• _WRITTEN TASK 1_:
Render this sentence from the passage on Kierkegaard and faith below in Spanish: "The best proof of God's existence, writes Kierkegaard, is worship."

Kierkegaard writes of “holding on to the objective uncertainty with infinite passion,” and then “going out over 70,000 fathoms,” where only God can reach you. I have probably quoted this line from Kierkegaard in every piece I have written on him, but I keep coming back to it because it so powerfully captures the notion of faith as a venture. The “objective uncertainty,” is that which is, objectively speaking, uncertain, paradoxical, or even irrational: Jesus the God-man. And yet, for the person of faith, the paradox of the God-man is the rock, the centre, the lifeline to which one eternally clings.

Faith here is in a sense ‘betting your life’ on the “objective uncertainty,” it is, as Kierkegaard puts it, a choice between “time and eternity, heaven and hell.” The acceptance the paradox is not some objective proposition one merely adds to the list of things one believes, rather, it is something one clings to with “infinite passion,” it is a Truth one commits to, and seeks to embody in the pattern of one’s life. To Kierkegaard, the best proof for the deity of Christ is a person who has “risked his entire life” on that reality and “lives in conformity.” The best proof of God’s existence, writes Kierkegaard, is worship.

Excerpts from point annotation data:
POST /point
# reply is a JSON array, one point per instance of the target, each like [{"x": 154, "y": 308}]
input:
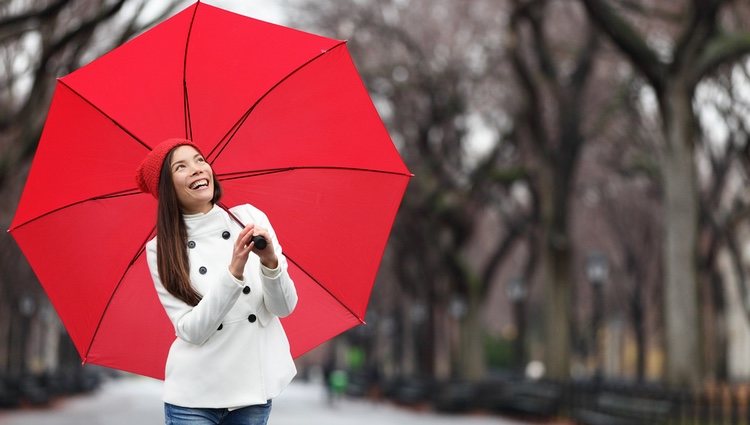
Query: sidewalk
[{"x": 136, "y": 400}]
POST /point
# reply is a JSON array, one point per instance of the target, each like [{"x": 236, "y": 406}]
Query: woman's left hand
[{"x": 267, "y": 255}]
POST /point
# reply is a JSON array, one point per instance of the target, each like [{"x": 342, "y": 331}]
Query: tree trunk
[
  {"x": 556, "y": 275},
  {"x": 473, "y": 362},
  {"x": 684, "y": 365}
]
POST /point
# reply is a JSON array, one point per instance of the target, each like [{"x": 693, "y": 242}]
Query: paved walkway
[{"x": 136, "y": 400}]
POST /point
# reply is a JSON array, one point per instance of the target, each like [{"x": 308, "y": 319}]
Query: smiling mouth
[{"x": 199, "y": 184}]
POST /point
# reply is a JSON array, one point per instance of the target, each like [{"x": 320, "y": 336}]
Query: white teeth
[{"x": 199, "y": 183}]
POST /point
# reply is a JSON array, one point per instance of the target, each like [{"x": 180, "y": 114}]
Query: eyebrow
[{"x": 182, "y": 160}]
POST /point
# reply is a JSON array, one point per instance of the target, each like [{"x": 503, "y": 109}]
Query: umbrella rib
[
  {"x": 324, "y": 288},
  {"x": 299, "y": 267},
  {"x": 112, "y": 296},
  {"x": 128, "y": 132},
  {"x": 185, "y": 97},
  {"x": 127, "y": 192},
  {"x": 256, "y": 173},
  {"x": 236, "y": 127}
]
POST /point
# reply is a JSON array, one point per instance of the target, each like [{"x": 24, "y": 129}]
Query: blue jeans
[{"x": 250, "y": 415}]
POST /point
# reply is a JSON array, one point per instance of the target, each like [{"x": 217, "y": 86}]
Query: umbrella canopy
[{"x": 287, "y": 125}]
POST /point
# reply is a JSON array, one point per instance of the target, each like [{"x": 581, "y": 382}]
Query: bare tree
[
  {"x": 552, "y": 78},
  {"x": 699, "y": 42}
]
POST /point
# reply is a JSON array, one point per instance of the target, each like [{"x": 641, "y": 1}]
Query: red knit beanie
[{"x": 147, "y": 173}]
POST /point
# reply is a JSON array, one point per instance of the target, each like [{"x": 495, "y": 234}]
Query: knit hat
[{"x": 147, "y": 173}]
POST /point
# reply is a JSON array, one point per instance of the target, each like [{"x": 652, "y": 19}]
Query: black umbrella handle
[{"x": 260, "y": 241}]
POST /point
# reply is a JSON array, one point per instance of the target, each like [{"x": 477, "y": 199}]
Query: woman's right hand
[{"x": 242, "y": 248}]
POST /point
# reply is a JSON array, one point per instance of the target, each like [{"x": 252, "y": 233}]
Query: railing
[{"x": 581, "y": 402}]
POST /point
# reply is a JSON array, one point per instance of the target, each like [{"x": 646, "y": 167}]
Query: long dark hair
[{"x": 171, "y": 242}]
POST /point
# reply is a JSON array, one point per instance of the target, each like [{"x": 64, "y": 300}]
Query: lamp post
[
  {"x": 517, "y": 295},
  {"x": 597, "y": 271}
]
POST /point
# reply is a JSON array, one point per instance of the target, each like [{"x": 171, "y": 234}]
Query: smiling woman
[
  {"x": 193, "y": 179},
  {"x": 223, "y": 296}
]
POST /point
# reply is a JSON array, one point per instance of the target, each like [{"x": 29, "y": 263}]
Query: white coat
[{"x": 231, "y": 350}]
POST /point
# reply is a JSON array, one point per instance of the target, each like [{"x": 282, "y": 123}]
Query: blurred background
[{"x": 575, "y": 242}]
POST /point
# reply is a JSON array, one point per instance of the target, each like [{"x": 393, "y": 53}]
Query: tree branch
[
  {"x": 628, "y": 40},
  {"x": 10, "y": 24},
  {"x": 695, "y": 35},
  {"x": 721, "y": 49}
]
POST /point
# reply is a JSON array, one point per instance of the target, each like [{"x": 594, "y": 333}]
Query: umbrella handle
[{"x": 260, "y": 241}]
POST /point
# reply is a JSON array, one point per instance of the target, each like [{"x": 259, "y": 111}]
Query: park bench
[{"x": 611, "y": 408}]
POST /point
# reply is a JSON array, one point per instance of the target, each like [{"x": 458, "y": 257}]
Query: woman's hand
[
  {"x": 244, "y": 245},
  {"x": 267, "y": 255}
]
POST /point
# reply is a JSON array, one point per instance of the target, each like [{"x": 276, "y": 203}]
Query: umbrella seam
[
  {"x": 213, "y": 155},
  {"x": 128, "y": 132},
  {"x": 117, "y": 287},
  {"x": 255, "y": 173},
  {"x": 127, "y": 192},
  {"x": 324, "y": 288}
]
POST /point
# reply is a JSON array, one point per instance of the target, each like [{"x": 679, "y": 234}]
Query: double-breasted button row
[
  {"x": 225, "y": 234},
  {"x": 251, "y": 318}
]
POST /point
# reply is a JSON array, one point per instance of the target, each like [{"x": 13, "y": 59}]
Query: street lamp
[
  {"x": 597, "y": 271},
  {"x": 516, "y": 290}
]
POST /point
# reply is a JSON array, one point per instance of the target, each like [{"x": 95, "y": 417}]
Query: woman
[{"x": 223, "y": 294}]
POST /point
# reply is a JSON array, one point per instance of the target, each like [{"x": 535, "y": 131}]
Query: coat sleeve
[
  {"x": 195, "y": 324},
  {"x": 279, "y": 292}
]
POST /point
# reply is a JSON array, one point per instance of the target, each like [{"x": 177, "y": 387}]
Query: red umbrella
[{"x": 286, "y": 124}]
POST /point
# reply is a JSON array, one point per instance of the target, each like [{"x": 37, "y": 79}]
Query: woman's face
[{"x": 193, "y": 180}]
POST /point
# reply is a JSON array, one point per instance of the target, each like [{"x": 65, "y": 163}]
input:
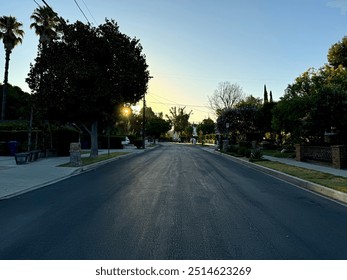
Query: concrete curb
[
  {"x": 324, "y": 191},
  {"x": 75, "y": 172}
]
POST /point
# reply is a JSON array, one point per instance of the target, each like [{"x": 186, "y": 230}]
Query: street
[{"x": 173, "y": 202}]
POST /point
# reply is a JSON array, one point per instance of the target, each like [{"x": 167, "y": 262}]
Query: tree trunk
[
  {"x": 94, "y": 140},
  {"x": 5, "y": 88}
]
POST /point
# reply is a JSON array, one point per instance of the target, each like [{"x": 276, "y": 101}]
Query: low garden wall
[{"x": 334, "y": 155}]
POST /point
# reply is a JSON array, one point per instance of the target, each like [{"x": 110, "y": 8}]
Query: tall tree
[
  {"x": 179, "y": 119},
  {"x": 11, "y": 33},
  {"x": 266, "y": 100},
  {"x": 337, "y": 54},
  {"x": 99, "y": 68},
  {"x": 46, "y": 24},
  {"x": 226, "y": 96}
]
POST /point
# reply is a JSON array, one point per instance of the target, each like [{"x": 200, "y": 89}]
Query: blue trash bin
[{"x": 12, "y": 146}]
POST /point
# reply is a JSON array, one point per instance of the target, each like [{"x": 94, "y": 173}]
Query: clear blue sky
[{"x": 192, "y": 45}]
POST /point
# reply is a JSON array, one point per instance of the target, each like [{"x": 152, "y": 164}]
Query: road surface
[{"x": 173, "y": 202}]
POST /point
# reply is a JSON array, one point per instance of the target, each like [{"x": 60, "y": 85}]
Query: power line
[
  {"x": 89, "y": 12},
  {"x": 81, "y": 11}
]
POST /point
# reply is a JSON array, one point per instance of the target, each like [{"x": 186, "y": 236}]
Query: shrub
[{"x": 256, "y": 155}]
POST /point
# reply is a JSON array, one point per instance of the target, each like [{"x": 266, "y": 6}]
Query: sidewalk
[
  {"x": 19, "y": 179},
  {"x": 293, "y": 162},
  {"x": 312, "y": 166}
]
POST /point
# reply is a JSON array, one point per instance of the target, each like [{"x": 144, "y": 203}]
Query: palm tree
[
  {"x": 46, "y": 24},
  {"x": 11, "y": 34}
]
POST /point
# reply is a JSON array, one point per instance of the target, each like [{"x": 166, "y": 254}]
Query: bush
[
  {"x": 245, "y": 144},
  {"x": 256, "y": 155},
  {"x": 115, "y": 142},
  {"x": 244, "y": 151},
  {"x": 138, "y": 143}
]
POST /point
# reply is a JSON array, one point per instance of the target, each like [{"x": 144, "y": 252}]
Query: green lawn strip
[
  {"x": 275, "y": 153},
  {"x": 88, "y": 160},
  {"x": 324, "y": 179}
]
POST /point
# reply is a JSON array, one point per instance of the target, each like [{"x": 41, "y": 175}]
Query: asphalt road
[{"x": 174, "y": 202}]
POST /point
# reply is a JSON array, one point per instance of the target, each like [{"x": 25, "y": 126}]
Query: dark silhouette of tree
[
  {"x": 83, "y": 76},
  {"x": 11, "y": 33}
]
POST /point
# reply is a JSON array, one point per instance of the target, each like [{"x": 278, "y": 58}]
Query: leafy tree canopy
[{"x": 84, "y": 75}]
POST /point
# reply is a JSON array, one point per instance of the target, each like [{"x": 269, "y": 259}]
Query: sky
[{"x": 193, "y": 45}]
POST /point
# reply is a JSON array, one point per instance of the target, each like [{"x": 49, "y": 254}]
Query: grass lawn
[
  {"x": 324, "y": 179},
  {"x": 275, "y": 153},
  {"x": 88, "y": 160}
]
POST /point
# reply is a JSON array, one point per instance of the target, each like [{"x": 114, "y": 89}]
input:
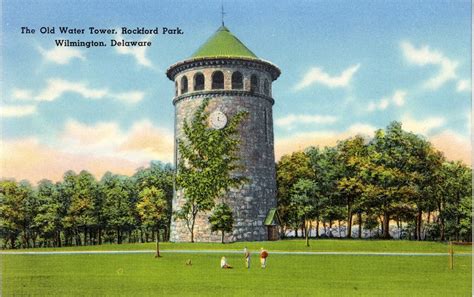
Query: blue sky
[{"x": 348, "y": 67}]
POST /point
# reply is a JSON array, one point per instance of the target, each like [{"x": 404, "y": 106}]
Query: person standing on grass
[
  {"x": 247, "y": 258},
  {"x": 224, "y": 264},
  {"x": 263, "y": 257}
]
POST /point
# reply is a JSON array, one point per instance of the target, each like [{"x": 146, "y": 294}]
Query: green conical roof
[{"x": 223, "y": 44}]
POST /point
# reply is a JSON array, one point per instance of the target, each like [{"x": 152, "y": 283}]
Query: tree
[
  {"x": 152, "y": 208},
  {"x": 160, "y": 176},
  {"x": 301, "y": 197},
  {"x": 221, "y": 219},
  {"x": 118, "y": 204},
  {"x": 326, "y": 170},
  {"x": 456, "y": 205},
  {"x": 47, "y": 221},
  {"x": 352, "y": 153},
  {"x": 289, "y": 170},
  {"x": 207, "y": 162}
]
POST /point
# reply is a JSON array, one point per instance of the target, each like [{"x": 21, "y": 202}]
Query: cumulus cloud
[
  {"x": 464, "y": 85},
  {"x": 398, "y": 99},
  {"x": 317, "y": 75},
  {"x": 454, "y": 146},
  {"x": 61, "y": 55},
  {"x": 97, "y": 148},
  {"x": 55, "y": 88},
  {"x": 423, "y": 56},
  {"x": 422, "y": 126},
  {"x": 291, "y": 120},
  {"x": 137, "y": 52},
  {"x": 22, "y": 94},
  {"x": 301, "y": 141},
  {"x": 16, "y": 111}
]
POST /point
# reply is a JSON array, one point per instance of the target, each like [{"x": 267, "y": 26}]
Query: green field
[{"x": 286, "y": 275}]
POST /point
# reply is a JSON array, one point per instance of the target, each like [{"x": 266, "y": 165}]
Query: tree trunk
[
  {"x": 157, "y": 255},
  {"x": 386, "y": 223},
  {"x": 349, "y": 221}
]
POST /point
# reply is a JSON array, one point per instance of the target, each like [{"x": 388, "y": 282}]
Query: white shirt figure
[{"x": 247, "y": 258}]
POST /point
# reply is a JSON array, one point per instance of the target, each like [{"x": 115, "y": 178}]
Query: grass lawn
[
  {"x": 286, "y": 275},
  {"x": 319, "y": 245}
]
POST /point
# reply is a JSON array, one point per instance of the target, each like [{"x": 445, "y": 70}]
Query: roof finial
[{"x": 222, "y": 12}]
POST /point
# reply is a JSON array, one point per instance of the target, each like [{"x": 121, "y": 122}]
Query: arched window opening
[
  {"x": 253, "y": 83},
  {"x": 184, "y": 85},
  {"x": 218, "y": 80},
  {"x": 266, "y": 87},
  {"x": 237, "y": 80},
  {"x": 198, "y": 82}
]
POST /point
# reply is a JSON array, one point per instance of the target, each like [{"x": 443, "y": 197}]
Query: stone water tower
[{"x": 224, "y": 70}]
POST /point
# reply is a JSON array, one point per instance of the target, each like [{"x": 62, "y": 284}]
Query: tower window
[
  {"x": 218, "y": 80},
  {"x": 184, "y": 85},
  {"x": 198, "y": 82},
  {"x": 266, "y": 87},
  {"x": 253, "y": 83},
  {"x": 237, "y": 80}
]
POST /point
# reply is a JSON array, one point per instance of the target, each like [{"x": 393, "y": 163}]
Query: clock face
[{"x": 217, "y": 119}]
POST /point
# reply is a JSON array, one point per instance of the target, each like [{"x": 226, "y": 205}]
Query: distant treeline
[
  {"x": 79, "y": 210},
  {"x": 395, "y": 176}
]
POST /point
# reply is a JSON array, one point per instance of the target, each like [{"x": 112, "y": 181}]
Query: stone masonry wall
[{"x": 251, "y": 202}]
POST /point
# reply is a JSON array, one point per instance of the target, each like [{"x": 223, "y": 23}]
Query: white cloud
[
  {"x": 317, "y": 75},
  {"x": 464, "y": 85},
  {"x": 398, "y": 98},
  {"x": 22, "y": 94},
  {"x": 56, "y": 87},
  {"x": 422, "y": 126},
  {"x": 453, "y": 145},
  {"x": 138, "y": 52},
  {"x": 16, "y": 111},
  {"x": 130, "y": 97},
  {"x": 291, "y": 120},
  {"x": 301, "y": 141},
  {"x": 61, "y": 55},
  {"x": 98, "y": 148},
  {"x": 426, "y": 56}
]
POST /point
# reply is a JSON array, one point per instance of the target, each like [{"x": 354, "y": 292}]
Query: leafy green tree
[
  {"x": 17, "y": 209},
  {"x": 47, "y": 221},
  {"x": 456, "y": 211},
  {"x": 207, "y": 158},
  {"x": 302, "y": 201},
  {"x": 10, "y": 211},
  {"x": 289, "y": 170},
  {"x": 160, "y": 176},
  {"x": 152, "y": 208},
  {"x": 326, "y": 170},
  {"x": 119, "y": 208},
  {"x": 221, "y": 219},
  {"x": 352, "y": 154}
]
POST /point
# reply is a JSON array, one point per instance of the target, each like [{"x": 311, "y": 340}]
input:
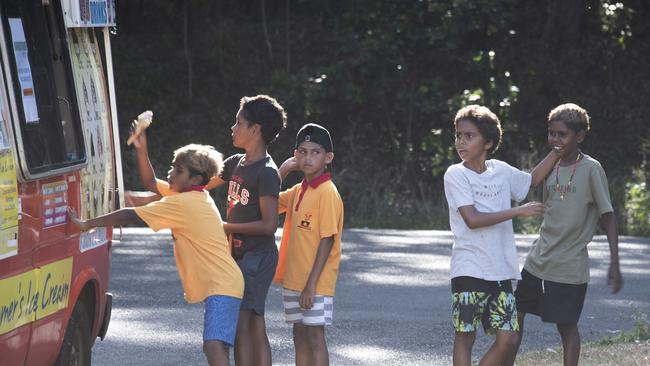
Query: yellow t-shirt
[
  {"x": 319, "y": 215},
  {"x": 204, "y": 263}
]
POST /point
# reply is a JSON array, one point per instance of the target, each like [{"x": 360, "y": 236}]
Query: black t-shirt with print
[{"x": 246, "y": 184}]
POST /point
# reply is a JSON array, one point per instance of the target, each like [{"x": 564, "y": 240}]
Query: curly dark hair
[{"x": 266, "y": 112}]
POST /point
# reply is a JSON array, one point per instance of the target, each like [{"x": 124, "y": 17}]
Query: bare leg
[
  {"x": 243, "y": 341},
  {"x": 509, "y": 360},
  {"x": 504, "y": 344},
  {"x": 217, "y": 353},
  {"x": 262, "y": 347},
  {"x": 570, "y": 343},
  {"x": 463, "y": 342},
  {"x": 301, "y": 344},
  {"x": 318, "y": 345}
]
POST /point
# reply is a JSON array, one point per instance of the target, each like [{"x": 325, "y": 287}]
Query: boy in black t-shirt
[{"x": 252, "y": 218}]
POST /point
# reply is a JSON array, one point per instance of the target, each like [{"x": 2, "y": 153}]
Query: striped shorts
[{"x": 319, "y": 314}]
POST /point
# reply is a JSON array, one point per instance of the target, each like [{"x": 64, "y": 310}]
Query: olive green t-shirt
[{"x": 560, "y": 252}]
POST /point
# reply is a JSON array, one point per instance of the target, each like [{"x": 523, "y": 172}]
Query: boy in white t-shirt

• _WRITTEN TASK 2_:
Please return each line of the records containing the word "leafy", treating case as significant.

• _EXERCISE RESULT 1_:
La mejor prueba de la existencia de Dios, escribe Kierkegaard, es la adoración.

• _EXERCISE RESULT 2_:
Query: leafy tree canopy
Query: leafy green tree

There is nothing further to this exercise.